---------- PASSAGE TO READ
2. I have run my first experiment. Positive data set is come from FRGC data base (700 images with size 24×24) and negative set is come from background image (1394 image swith size 160 x120). I use 40 stages, but unfortunately for the 13th stages the time consuming very long (more than 2 days) so would you please tell me what is my problem?
thank for your help
regards
Hi, please see http://www.computer-vision-software.com/blog/2009/11/faq-opencv-haartraining/ (FAQ: OpenCV Haartraining). Shortly,
1. Don’t build 40 stages, use 24, 20 or less;
2. All your positive images will be rescaled to the same size during creating vec file so you can use any sizes of positive images maintaining proportions;
3. Negative images must have much bigger size than positive samples, size 160×120 is insufficient, use 1280×1024 or more. If you take small background images, haartraining will not be able to extract negative samples for high stages. The more stages you use, the bigger negative images you need.
4. Haartraining can fall into infinite loop, unfortunately. Try to stop it, change negative images and restart the program. It will start from last successful stage.
Hi Andrey
Great, firstly thank to reply my comment
Btw I still have question about your comment.
Why haartraining can fall in to infinite loop? In my experiment it’s happen if the results of previous stages HR =1 and FA =0. So I try free code from MATLAB center to check adaboost algorithms. But as I know it will never infinite although HR =1 and FA =0. So I don’t know what is the problem. Would you please which part in the haartraing code it makes infinite?
thank for your help
regards
Hi there thanks for your article! I’ve been porting the OpenCV Haar Detection algorithm to our company’s MCU. In your approach for optimizing the detector, did you use the
CV_HAAR_SCALE_IMAGE parameter? For our particular system it was more favorable to scale the images instead of the features, but is there any difference on the quality?
--------------------
---------- LISTED RECORDS
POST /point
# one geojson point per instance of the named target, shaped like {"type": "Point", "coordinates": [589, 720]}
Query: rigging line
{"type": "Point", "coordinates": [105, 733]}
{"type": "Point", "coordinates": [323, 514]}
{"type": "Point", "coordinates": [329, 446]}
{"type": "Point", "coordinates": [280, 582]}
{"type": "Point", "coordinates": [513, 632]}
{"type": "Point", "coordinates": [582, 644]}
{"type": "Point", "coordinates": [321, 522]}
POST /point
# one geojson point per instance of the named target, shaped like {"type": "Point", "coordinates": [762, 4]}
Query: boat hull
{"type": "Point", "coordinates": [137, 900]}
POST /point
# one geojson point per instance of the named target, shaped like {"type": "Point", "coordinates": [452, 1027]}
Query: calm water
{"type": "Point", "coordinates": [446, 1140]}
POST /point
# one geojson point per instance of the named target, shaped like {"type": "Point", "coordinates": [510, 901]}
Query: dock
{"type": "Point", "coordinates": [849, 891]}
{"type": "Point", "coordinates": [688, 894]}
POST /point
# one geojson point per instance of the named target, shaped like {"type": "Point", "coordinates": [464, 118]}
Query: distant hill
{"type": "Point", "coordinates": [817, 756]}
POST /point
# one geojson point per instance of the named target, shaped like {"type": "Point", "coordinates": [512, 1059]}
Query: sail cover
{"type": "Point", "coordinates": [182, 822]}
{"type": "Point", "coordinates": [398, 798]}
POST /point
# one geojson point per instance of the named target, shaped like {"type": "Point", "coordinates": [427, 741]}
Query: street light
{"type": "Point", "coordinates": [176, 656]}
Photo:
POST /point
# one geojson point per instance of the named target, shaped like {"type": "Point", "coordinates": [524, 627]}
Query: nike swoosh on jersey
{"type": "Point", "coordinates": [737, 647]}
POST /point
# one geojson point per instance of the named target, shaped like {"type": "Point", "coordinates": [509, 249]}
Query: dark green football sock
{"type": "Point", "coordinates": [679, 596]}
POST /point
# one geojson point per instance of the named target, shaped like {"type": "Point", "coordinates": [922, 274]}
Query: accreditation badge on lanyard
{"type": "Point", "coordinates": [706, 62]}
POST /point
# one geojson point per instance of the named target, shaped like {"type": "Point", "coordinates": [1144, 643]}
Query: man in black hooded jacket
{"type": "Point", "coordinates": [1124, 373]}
--------------------
- [TASK LIST]:
[1] Retype the part of the haartraining thread from "4. Haartraining can" up to and including "it makes infinite?".
[2] Answer these questions from the haartraining thread:
(a) How many images make up the positive data set in the first experiment?
(b) What size of negative images does the reply recommend instead of 160×120?
(c) Which parameter does the last commenter ask about?
[3] Decide whether each statement agrees with the haartraining thread, and give the words of the thread that settle it:
(a) The reply advises building 40 stages.
(b) After being stopped and restarted, haartraining starts from the last successful stage.
(c) The 13th stage took less than a day.

- [THE RESPONSES]:
[1]
4. Haartraining can fall into infinite loop, unfortunately. Try to stop it, change negative images and restart the program. It will start from last successful stage.
Hi Andrey
Great, firstly thank to reply my comment
Btw I still have question about your comment.
Why haartraining can fall in to infinite loop? In my experiment it’s happen if the results of previous stages HR =1 and FA =0. So I try free code from MATLAB center to check adaboost algorithms. But as I know it will never infinite although HR =1 and FA =0. So I don’t know what is the problem. Would you please which part in the haartraing code it makes infinite?

[2]
(a) 700 images
(b) 1280×1024 or more
(c) CV_HAAR_SCALE_IMAGE

[3]
(a) No: "Don’t build 40 stages, use 24, 20 or less"
(b) Yes: "It will start from last successful stage."
(c) No: "for the 13th stages the time consuming very long (more than 2 days)"